Breve esercizio 1:
Rispondi alle domande seguenti basandoti sull'estratto fornito.
(a) Di quale anno è la pergamena miniata?
(b) Quale animale compare nello stemma dei Bossi?
(c) Quali locali hanno due entrate, una sul portico e l'altra sull'andito?

In questa chiesa esistevano due medaglioni in marmo rappresentanti
l’effigie dei feudatari che, dopo molte vicende, sono stati acquistati dal
compianto signor Alessandro Orsi e fino al 2013 facevano bella mostra di sé in Ca’Mera ad
Azzate.
Una pergamena miniata del 1490 rende ancora più immediata l’opera
di restauro compiuta dai coniugi: il documento reca nel margine superiore lo
stemma dei Bossi col bue rampante ed iniziale maiuscola miniata. Al basso dello
scritto vi è la veduta del villaggio con peschiera, bosco, giardino, frutteto e
palazzetto di stile bramantesco. Ai fianchi di questa grande miniatura, la Polissena incinta, vestita nel
ricco elegante costume delle gentildonne della corte di Ludovico il Moro. Il
marito Matteo è invece raffigurato con toga lunga e berretto rosso, essendo
magistrato.
Tondo di Matteo Bossi recuperato dal signor Alessandro Orsi da Villa San Remigio di Pallanza , che fino al 2013 faceva parte dell'arredamento di Villa Orsi di Azzate. |
Tondo di Polissena Bossi recuperato dal signor Alessandro Orsi da Villa San Remigio di Pallanza, che fino al 2013 faceva parte dell'arredamento di Villa Orsi di Azzate. |
Come doveva essere in origine la villa? Per rispondere a
questa domanda basterà portarsi in prossimità dell’andito che mette in
comunicazione il parco Ovest con quello posto a Est e si potrà osservare che i
locali ora occupati dalla Biblioteca e dalla Sala Fontana, pur essendo di
normali dimensioni, hanno due entrate: una che dà sul portico e l’altra che dà
sull’andito. Questo è anomalo e costituirebbe un spreco inutile. Se invece
consideriamo le porte che danno sull’andito come la sequenza a cannocchiale,
una dopo l’altra, delle porte che mettono in comunicazioni i locali adiacenti
allora arriviamo ad affermare che l’attuale andito altro non era, in origine,
che un locale chiuso e venne probabilmente aperto per mettere in comunicazioni
i due parchi in occasione dei grandi lavori di ristrutturazione per la
creazione dello scalone d’onore e del portico.

Righe del dataset sulla posizione degli oggetti:
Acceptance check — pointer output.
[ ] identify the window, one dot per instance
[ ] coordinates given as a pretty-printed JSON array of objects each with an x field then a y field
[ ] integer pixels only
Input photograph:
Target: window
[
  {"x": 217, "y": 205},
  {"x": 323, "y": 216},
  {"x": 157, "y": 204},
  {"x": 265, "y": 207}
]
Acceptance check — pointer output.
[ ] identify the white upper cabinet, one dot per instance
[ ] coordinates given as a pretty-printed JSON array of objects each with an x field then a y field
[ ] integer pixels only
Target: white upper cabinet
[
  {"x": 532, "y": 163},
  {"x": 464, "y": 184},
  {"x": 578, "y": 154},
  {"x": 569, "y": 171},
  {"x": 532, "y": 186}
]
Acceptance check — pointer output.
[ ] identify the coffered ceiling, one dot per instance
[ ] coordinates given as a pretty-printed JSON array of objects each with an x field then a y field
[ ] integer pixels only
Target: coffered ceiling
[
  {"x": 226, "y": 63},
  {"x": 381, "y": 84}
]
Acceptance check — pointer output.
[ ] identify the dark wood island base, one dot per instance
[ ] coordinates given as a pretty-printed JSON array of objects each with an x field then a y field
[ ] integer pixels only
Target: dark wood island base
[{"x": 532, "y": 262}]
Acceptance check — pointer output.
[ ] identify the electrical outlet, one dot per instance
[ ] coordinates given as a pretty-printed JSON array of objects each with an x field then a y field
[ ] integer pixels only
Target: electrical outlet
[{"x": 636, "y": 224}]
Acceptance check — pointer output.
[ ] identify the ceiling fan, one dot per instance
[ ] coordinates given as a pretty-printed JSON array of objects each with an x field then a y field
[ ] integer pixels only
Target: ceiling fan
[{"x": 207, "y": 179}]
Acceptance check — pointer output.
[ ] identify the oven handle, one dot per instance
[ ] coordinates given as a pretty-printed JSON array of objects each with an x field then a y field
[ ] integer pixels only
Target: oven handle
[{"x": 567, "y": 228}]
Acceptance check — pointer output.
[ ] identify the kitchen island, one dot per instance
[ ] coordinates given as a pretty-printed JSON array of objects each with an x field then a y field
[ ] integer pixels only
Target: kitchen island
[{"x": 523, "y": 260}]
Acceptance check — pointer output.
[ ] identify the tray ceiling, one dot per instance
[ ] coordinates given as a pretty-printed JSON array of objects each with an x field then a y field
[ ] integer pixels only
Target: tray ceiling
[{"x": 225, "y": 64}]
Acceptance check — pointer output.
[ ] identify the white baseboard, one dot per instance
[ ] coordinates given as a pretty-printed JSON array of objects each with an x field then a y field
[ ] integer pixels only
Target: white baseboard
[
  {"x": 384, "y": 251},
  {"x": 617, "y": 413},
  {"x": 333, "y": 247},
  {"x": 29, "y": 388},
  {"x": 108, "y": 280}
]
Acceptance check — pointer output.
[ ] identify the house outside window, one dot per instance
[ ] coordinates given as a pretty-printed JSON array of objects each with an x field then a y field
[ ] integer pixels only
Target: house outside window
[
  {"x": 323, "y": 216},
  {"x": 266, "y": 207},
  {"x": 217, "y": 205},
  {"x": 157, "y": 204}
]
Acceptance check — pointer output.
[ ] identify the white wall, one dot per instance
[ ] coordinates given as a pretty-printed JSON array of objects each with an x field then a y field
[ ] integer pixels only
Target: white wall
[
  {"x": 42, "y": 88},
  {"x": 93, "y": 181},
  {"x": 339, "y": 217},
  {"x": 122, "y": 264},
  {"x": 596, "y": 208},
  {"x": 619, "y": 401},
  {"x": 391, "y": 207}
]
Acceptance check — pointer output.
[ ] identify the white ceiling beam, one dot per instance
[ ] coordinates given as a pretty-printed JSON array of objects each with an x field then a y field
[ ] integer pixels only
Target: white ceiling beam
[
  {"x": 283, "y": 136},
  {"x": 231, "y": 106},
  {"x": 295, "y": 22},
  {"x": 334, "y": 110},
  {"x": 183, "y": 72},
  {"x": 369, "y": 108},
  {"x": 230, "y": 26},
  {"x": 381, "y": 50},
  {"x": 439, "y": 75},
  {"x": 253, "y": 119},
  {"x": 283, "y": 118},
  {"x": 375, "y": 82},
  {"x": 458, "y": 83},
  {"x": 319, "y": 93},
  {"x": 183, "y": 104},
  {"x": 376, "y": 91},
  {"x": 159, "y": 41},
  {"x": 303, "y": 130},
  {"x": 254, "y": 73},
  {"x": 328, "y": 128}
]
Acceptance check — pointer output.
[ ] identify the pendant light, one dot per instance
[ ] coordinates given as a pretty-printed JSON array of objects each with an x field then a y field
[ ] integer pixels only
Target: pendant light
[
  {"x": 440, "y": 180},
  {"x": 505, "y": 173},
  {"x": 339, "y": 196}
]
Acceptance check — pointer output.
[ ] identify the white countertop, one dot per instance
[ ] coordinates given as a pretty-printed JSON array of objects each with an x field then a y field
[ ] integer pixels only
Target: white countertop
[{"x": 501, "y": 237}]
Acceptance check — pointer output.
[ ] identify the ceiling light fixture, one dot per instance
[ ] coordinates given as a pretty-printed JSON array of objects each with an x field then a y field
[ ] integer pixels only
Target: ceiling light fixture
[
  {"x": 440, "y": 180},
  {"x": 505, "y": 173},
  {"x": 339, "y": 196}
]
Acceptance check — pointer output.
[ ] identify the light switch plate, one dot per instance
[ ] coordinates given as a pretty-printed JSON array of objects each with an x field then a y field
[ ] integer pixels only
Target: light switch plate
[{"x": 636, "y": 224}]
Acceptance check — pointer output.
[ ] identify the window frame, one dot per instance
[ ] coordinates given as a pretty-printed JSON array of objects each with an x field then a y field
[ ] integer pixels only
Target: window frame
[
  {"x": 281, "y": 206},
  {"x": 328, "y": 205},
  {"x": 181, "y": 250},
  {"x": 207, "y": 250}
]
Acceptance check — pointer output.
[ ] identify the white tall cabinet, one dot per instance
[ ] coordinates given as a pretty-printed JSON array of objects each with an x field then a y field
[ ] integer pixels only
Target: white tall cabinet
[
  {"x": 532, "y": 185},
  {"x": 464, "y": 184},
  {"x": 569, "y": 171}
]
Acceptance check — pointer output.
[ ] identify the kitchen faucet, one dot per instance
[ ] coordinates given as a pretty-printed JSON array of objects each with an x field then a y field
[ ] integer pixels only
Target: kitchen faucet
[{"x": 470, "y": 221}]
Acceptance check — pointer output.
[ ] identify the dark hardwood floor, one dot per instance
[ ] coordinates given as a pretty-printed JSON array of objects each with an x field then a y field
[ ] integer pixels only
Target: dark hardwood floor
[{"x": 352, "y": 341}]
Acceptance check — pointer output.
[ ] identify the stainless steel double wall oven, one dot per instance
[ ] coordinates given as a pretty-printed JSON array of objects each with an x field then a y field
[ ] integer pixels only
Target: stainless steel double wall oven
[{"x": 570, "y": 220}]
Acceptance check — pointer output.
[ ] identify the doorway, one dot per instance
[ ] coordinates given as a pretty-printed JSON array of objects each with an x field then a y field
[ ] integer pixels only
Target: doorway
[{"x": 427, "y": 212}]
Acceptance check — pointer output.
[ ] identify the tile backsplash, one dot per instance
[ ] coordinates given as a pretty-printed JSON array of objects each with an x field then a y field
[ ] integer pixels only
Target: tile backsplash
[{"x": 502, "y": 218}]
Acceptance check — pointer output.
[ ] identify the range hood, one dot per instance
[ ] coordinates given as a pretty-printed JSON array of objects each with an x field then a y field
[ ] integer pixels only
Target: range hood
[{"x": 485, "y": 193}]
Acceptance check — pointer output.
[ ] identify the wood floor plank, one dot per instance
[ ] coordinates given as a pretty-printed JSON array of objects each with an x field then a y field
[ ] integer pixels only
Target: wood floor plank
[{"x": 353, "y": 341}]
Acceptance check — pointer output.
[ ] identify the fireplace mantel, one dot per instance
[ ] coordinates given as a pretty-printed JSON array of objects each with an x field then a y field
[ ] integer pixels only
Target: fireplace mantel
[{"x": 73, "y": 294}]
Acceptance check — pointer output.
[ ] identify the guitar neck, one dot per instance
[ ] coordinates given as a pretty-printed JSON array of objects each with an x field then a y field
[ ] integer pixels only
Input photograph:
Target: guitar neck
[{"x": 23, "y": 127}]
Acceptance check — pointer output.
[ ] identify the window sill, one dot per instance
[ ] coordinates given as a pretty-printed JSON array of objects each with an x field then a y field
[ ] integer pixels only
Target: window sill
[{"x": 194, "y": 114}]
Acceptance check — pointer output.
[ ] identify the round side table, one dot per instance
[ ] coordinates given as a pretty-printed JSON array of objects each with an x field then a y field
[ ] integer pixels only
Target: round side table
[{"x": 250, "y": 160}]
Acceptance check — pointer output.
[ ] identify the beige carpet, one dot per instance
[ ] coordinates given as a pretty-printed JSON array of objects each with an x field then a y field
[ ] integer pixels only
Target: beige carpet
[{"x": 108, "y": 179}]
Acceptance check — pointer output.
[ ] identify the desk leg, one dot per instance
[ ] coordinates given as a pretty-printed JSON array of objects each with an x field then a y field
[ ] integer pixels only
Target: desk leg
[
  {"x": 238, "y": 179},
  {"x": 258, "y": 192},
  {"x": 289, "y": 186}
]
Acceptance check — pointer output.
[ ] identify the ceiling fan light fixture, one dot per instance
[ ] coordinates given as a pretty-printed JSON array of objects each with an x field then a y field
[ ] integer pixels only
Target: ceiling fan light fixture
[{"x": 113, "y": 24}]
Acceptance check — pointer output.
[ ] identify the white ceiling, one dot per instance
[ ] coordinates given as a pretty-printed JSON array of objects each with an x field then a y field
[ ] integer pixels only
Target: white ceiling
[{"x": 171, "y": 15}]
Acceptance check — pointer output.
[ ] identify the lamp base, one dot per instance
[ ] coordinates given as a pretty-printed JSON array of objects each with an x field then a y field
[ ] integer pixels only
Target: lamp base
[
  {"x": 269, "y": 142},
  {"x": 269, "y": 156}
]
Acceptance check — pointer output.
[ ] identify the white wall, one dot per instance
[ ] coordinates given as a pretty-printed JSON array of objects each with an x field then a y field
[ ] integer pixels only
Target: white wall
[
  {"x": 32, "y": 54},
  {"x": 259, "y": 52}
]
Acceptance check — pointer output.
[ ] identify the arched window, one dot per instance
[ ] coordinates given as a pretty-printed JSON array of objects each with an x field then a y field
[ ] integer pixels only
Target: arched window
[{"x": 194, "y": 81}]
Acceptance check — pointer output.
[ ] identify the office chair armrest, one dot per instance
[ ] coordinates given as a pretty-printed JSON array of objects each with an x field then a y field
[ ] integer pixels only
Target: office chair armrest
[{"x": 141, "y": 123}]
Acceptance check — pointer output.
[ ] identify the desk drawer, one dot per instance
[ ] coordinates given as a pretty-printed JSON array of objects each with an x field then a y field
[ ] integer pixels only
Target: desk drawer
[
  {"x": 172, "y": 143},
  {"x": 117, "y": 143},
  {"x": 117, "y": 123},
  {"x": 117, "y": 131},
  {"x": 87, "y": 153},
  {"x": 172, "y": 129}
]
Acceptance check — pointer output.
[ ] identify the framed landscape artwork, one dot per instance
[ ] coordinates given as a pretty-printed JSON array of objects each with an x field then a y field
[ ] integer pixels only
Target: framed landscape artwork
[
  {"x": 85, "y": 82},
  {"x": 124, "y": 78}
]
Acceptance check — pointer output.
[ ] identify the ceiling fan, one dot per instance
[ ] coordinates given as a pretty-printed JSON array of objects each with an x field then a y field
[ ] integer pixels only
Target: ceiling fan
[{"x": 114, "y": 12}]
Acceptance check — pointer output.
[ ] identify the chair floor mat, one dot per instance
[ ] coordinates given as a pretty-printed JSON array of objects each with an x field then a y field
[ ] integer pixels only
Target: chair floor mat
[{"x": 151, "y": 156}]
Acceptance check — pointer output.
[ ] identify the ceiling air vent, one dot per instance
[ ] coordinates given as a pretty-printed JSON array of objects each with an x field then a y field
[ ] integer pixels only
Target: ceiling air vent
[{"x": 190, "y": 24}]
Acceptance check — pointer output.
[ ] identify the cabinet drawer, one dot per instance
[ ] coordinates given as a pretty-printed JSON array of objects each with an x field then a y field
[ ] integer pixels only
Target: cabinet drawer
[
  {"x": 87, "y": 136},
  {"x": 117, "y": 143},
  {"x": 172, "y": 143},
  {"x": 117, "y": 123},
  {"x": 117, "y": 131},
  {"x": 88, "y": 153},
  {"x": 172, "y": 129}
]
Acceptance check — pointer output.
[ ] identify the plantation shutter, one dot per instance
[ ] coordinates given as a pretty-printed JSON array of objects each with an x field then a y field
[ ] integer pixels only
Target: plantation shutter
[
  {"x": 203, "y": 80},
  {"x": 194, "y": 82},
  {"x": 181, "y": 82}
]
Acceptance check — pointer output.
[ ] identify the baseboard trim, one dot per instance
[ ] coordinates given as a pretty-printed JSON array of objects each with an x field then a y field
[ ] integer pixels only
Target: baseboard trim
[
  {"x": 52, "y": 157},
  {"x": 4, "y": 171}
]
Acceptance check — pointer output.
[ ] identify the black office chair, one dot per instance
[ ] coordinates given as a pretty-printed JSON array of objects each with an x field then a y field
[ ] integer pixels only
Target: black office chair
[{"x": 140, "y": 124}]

Breve esercizio 2:
Indica quante righe dei record contengono la parola "beige", riportando soltanto il numero.

Risposta corretta 1:
(a) Del 1490.
(b) Un bue rampante.
(c) I locali occupati dalla Biblioteca e dalla Sala Fontana.

Risposta corretta 2:
2